Skip to content

A.01 Vectors

PAMinerva edited this page Sep 16, 2022 · 87 revisions

1 - Coordinate systems

A coordinate system (or frame) is a system that uses one or more numbers (also called coordinates) to uniquely determine a position, provided that we define an origin, a unit of measurement and a positive direction. The use of a coordinate system allows problems in geometry to be translated into problems about numbers, and vice versa.


1.1 - 1D Coordinate system

We can determine a position $\mathbf{P}$ on a line (or a curve) with a single number (coordinate) $x$.


Image


For example, $x=3$ specifies the position $\mathbf{P}$ is $3$ units away from the origin $\mathbf{O}$ in the positive direction along the line illustrated above. That way, each point\position of the line is given a unique coordinate, and each real number is the coordinate of a unique point on the line. So, the coordinate of a point $\mathbf{P}$ is defined as the signed distance between the origin $\mathbf{O}$ and the point.

1.2 - Cartesian coordinate system

In the plane, two perpendicular lines (also called axes) are chosen, and the coordinates $(x, y)$ of a point $\mathbf{P}$ are taken to be the signed distances between the origin $\mathbf{O}$ and the projection of $\mathbf{P}$ onto the axes.


Image


For example, the point $\mathbf{P}$ in the illustration above has coordinates $(2, 3)$ since its projection is two units away from $\mathbf{O}$ along the x-axis, and three units away from $\mathbf{O}$ along the y-axis.

In three dimensions, three mutually orthogonal axes are chosen and the three coordinates $(x, y, z)$ of a point are the signed distances between the origin $\mathbf{O}$ and the projection of the point onto the axes. For this purpose, if you want to project a point $\mathbf{P}$ onto the x-axis, you can first project the point perpendicularly onto the xz-plane, so that we are in 2D once again. Then, you can project the result onto the x-axis.
You can also see the coordinates $(x, y, z)$ as a sequence of movements from the origin. That is, starting from the origin $\mathbf{O}$, to get to the point $\mathbf{P}=(x, y, z)$, you move $x$ units along the x-axis. Then, from that position, you move $y$ units parallel to the y-axis. Finally, you move $z$ units parallel to the z-axis, as shown in the following illustration.

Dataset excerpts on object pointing
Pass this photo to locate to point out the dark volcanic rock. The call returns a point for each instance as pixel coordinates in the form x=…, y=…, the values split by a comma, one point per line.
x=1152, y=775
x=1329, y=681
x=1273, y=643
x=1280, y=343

#### [GIVEN REQUEST A]
Answer these questions about the vectors page:
(i) According to the vectors page, what three things must be defined for a coordinate system to uniquely determine a position?
(ii) What coordinates does the point P in the Cartesian plane illustration have?
(iii) To project a point onto the x-axis in three dimensions, onto which plane is it first projected perpendicularly?
#### [GIVEN REQUEST B]
Reproduce the vectors page word for word from "In the plane, two" up to and including "along the y-axis.".
#### [GIVEN REQUEST C]
Write the next part of the vectors page, starting right after its last sentence.

#### [TASK RESULT A]
(i) An origin, a unit of measurement and a positive direction.
(ii) (2, 3).
(iii) The xz-plane.

#### [TASK RESULT B]
In the plane, two perpendicular lines (also called axes) are chosen, and the coordinates $(x, y)$ of a point $\mathbf{P}$ are taken to be the signed distances between the origin $\mathbf{O}$ and the projection of $\mathbf{P}$ onto the axes.


Image


For example, the point $\mathbf{P}$ in the illustration above has coordinates $(2, 3)$ since its projection is two units away from $\mathbf{O}$ along the x-axis, and three units away from $\mathbf{O}$ along the y-axis.

#### [TASK RESULT C]
Image


Depending on the direction and order of the axes, a three-dimensional system may be a right-handed or a left-handed system.


Image


Usually the y-axis points up, the x-axis points right while the z-axis points forward in a left-handed coordinate system (backward in a right-handed frame). That’s not a strict rule, though. Sometimes, you can have the z-axis points up. In that case, the y-axis points backward in a left-handed system (forward in a right-handed one). You can always switch from a y-up to a z-up configuration with a simple transformation, but there's no point in providing further details here as we will mostly use a y-up configuration. Typically, with DirectX we will use a left-handed coordinate system. However, again, that’s not a strict rule: you can also use a right-handed coordinate system.


1.3 - Polar coordinate system

In the plane, a ray from the origin is chosen (the ray is often called polar axis, while the origin is called pole). The coordinates $(r,\theta)$ of a point $\mathbf{P}$ specify the distance $r$ from the origin and the angle $\theta$ from the polar axis. The distance $r$ from the origin is also called radius. Angles in polar notation are generally expressed in either degrees or radians $(2\pi$ rad being equal to $360°)$.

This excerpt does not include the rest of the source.